* BEGIN Document section *
How-to: Install CDH on Mac OSX 10.9 Mavericks

This overview will cover the basic tarball setup for your Mac.

If you’re an engineer building applications on CDH and becoming familiar with all the rich features for designing the next big solution, it becomes essential to have a native Mac OSX install. Sure, you may argue that your MBP with its four-core, hyper-threaded i7, SSD, 16GB of DDR3 memory are sufficient for spinning up a VM, and in most instances — such as using a VM for a quick demo — you’re right. However, when experimenting with a slightly heavier workload that is a bit more resource intensive, you’ll want to explore a native install.

In this post, I will cover setup of a few basic dependencies and the necessities to run HDFS, MapReduce with YARN, Apache ZooKeeper, and Apache HBase. It should be used as a guideline to get your local CDH box setup with the objective to enable you with building and running applications on the Apache Hadoop stack.

Note: This process is not supported and thus you should be comfortable as a self-supporting sysadmin. With that in mind, the configurations throughout this guideline are suggested for your default bash shell environment that can be set in your ~/.profile.

Dependencies

Install the Java version that is supported for the CDH version you are installing. In my case for CDH 5.1, I’ve installed JDK 1.7 u67. Historically the JDK for Mac OSX was only available from Apple, but since JDK 1.7, it’s available directly through Oracle’s Java downloads. Download the .dmg (in the example below, jdk-7u67-macosx-x64.dmg) and install it.

Verify and configure the installation:

Old Java path: /System/Library/Frameworks/JavaVM.framework/Home
New Java path: /Library/Java/JavaVirtualMachines/jdk1.7.0_67.jdk/Contents/Home

export JAVA_HOME="/Library/Java/JavaVirtualMachines/jdk1.7.0_67.jdk/Contents/Home"

Note: You’ll notice that after installing the Oracle JDK, the original path used to manage versioning /System/Library/Frameworks/JavaVM.framework/Versions, will not be updated and you now have the control to manage your versions independently.

Enable ssh on your mac by turning on remote login. You can find this option under your toolbar’s Apple icon > System Preferences > Sharing.

Check the box for Remote Login to enable the service.
Allow access for: “Only these users: Administrators”
Note: In this same window, you can modify your computer’s hostname.
* END Document section *
Written exercise A ▸
Echo the passage of the CDH installation guide starting at "In this post, I" and ending at "in your ~/.profile.", character for character.
* BEGIN Records for processing *
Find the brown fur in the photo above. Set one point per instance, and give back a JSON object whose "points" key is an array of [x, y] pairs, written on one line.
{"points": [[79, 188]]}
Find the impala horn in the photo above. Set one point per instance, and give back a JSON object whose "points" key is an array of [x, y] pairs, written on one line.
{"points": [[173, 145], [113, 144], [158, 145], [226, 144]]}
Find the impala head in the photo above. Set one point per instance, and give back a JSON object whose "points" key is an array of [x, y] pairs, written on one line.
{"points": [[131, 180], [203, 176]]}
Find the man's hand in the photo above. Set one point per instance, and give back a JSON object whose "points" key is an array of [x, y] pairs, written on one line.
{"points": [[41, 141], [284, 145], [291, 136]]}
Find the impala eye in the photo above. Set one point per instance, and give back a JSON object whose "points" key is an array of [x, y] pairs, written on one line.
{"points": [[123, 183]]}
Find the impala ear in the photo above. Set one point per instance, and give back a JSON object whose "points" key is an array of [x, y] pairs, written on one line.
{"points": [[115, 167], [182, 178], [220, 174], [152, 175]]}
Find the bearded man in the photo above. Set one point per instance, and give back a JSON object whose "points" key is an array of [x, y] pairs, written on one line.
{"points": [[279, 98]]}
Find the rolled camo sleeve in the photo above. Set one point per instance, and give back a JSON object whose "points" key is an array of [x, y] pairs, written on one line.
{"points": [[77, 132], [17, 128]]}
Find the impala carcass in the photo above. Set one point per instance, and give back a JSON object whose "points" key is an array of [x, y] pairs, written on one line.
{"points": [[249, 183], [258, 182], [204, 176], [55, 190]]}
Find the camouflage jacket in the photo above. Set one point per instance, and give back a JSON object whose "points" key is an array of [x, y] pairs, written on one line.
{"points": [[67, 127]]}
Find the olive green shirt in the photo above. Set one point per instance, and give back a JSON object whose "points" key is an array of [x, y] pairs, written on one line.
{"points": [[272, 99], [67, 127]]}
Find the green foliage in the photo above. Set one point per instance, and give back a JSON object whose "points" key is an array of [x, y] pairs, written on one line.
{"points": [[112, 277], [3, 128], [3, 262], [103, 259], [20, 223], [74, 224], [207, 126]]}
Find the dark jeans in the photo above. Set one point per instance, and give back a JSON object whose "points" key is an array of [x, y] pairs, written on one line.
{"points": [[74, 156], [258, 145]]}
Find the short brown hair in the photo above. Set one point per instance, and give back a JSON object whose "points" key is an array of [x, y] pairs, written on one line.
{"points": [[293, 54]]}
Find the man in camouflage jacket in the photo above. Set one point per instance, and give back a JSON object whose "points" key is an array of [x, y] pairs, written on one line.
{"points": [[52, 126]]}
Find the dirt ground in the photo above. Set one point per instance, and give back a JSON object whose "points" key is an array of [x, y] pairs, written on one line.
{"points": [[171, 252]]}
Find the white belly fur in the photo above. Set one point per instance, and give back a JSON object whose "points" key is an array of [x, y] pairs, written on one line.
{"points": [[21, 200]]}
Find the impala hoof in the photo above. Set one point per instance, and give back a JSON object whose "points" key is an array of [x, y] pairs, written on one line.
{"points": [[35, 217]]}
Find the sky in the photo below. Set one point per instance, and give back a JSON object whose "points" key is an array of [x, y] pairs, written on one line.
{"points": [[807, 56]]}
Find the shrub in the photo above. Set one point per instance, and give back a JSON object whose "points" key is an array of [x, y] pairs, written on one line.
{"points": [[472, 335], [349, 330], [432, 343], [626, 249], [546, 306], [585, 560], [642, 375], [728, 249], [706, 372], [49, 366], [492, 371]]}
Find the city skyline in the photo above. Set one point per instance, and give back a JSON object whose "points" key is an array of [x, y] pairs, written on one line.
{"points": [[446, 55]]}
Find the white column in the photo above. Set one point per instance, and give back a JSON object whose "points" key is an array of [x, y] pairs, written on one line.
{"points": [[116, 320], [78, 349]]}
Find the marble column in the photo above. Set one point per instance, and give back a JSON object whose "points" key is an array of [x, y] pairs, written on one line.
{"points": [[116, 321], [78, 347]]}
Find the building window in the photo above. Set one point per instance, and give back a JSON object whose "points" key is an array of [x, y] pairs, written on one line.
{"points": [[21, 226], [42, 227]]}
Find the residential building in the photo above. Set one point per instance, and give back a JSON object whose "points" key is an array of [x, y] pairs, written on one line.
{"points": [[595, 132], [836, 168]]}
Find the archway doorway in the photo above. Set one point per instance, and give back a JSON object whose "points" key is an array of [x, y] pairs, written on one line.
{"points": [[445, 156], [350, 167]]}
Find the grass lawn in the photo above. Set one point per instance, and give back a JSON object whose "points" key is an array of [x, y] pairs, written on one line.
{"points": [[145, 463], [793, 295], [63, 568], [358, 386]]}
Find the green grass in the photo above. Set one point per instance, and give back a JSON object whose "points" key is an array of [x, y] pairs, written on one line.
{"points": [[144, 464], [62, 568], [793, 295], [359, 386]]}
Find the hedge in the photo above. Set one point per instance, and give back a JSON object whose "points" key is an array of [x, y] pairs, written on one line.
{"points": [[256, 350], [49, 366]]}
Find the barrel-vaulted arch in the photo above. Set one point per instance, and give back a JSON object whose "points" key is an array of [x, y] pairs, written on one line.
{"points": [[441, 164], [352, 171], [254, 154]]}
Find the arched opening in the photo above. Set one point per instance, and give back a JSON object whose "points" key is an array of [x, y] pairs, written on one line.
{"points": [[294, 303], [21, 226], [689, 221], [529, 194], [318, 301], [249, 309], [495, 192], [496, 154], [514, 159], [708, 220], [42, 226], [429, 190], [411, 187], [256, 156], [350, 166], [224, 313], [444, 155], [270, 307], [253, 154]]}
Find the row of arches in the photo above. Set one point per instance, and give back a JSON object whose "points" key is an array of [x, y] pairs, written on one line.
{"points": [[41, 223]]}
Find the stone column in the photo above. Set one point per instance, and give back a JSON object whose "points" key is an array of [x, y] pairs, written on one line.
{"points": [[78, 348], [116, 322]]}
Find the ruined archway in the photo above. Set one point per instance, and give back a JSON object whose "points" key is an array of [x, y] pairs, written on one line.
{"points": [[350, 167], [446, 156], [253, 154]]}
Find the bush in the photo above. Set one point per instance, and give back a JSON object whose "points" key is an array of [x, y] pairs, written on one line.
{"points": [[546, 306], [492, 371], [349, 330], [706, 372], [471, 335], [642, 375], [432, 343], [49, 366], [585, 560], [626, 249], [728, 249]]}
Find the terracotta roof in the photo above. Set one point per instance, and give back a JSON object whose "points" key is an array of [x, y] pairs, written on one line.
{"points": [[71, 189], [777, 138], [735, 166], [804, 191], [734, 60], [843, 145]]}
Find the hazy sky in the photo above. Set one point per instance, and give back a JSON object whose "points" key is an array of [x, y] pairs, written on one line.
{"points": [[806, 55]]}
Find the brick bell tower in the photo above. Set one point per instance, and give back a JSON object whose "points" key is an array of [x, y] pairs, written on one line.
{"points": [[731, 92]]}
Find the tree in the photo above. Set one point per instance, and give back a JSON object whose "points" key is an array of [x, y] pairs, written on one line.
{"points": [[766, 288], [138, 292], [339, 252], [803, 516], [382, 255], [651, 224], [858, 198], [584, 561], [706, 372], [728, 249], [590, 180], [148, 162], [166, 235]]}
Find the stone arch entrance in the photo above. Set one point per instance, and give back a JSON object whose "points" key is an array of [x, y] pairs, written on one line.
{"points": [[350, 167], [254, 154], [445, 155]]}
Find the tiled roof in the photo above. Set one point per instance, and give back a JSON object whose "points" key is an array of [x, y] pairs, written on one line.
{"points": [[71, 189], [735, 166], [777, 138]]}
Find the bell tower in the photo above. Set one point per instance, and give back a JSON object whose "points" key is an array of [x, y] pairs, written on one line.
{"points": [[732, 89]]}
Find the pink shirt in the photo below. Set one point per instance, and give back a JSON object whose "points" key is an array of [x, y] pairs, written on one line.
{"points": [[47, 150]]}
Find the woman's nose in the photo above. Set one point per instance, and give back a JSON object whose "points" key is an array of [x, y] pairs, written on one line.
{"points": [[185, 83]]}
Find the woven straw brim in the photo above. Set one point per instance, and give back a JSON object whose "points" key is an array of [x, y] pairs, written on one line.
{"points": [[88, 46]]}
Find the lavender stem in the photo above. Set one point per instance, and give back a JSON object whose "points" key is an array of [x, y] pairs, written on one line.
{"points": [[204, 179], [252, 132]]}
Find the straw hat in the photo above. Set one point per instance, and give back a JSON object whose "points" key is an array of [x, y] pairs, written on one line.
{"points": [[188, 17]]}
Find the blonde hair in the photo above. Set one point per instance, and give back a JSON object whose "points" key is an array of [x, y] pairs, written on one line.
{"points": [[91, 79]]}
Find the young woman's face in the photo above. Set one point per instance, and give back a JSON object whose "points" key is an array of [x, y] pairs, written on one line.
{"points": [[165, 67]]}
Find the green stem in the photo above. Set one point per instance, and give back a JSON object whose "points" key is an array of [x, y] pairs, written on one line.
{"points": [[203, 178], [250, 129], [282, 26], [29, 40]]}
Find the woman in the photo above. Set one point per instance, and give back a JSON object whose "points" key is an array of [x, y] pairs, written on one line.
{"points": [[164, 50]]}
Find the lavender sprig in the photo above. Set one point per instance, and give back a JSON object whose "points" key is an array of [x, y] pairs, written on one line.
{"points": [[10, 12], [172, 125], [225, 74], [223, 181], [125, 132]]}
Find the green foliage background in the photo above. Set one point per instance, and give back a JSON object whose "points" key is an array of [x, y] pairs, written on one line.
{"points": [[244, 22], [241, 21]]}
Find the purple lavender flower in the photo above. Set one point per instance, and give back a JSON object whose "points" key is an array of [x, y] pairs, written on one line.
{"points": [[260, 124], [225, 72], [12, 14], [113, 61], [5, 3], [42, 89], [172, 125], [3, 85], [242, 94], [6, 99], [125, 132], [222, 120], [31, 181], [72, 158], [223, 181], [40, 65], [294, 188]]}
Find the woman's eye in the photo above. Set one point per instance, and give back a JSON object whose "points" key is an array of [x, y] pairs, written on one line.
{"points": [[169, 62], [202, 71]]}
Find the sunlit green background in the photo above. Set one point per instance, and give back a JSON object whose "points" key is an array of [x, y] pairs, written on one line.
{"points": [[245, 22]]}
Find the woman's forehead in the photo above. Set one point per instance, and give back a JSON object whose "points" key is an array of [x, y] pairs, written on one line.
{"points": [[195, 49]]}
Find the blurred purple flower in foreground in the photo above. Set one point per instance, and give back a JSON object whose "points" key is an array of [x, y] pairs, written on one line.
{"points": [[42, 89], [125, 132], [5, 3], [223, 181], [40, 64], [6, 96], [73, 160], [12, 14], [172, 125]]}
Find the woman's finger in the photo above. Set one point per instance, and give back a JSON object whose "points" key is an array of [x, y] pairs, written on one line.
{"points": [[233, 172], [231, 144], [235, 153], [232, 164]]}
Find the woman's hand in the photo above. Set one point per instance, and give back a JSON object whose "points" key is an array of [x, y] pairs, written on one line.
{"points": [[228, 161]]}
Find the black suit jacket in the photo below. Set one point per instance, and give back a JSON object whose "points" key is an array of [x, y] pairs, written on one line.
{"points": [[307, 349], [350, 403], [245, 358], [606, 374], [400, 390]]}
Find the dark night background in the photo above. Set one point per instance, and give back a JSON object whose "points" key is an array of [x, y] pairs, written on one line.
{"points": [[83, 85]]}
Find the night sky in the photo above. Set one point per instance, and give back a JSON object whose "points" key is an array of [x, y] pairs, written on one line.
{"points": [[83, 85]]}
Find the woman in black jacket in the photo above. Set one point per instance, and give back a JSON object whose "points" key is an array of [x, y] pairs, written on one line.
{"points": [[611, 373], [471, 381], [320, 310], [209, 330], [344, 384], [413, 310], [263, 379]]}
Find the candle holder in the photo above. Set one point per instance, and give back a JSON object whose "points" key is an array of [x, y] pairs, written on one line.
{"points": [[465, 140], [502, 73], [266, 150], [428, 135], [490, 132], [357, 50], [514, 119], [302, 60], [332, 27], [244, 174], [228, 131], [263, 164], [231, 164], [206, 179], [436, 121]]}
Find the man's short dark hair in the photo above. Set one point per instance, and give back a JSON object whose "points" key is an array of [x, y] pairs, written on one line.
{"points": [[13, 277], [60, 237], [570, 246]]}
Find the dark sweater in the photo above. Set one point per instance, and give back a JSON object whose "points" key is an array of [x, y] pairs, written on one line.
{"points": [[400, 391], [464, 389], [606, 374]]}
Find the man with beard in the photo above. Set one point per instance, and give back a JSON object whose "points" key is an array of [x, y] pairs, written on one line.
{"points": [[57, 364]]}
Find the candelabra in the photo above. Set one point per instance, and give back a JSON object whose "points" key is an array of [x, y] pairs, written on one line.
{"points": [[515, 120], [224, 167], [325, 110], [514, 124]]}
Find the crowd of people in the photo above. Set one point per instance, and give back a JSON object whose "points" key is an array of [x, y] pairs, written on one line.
* END Records for processing *
Written exercise B ▸
List every line of the rows that contains the string "straw", matching case exactly.

Exercise answer A ▸
In this post, I will cover setup of a few basic dependencies and the necessities to run HDFS, MapReduce with YARN, Apache ZooKeeper, and Apache HBase. It should be used as a guideline to get your local CDH box setup with the objective to enable you with building and running applications on the Apache Hadoop stack.

Note: This process is not supported and thus you should be comfortable as a self-supporting sysadmin. With that in mind, the configurations throughout this guideline are suggested for your default bash shell environment that can be set in your ~/.profile.

Exercise answer B ▸
Find the woven straw brim in the photo above. Set one point per instance, and give back a JSON object whose "points" key is an array of [x, y] pairs, written on one line.
Find the straw hat in the photo above. Set one point per instance, and give back a JSON object whose "points" key is an array of [x, y] pairs, written on one line.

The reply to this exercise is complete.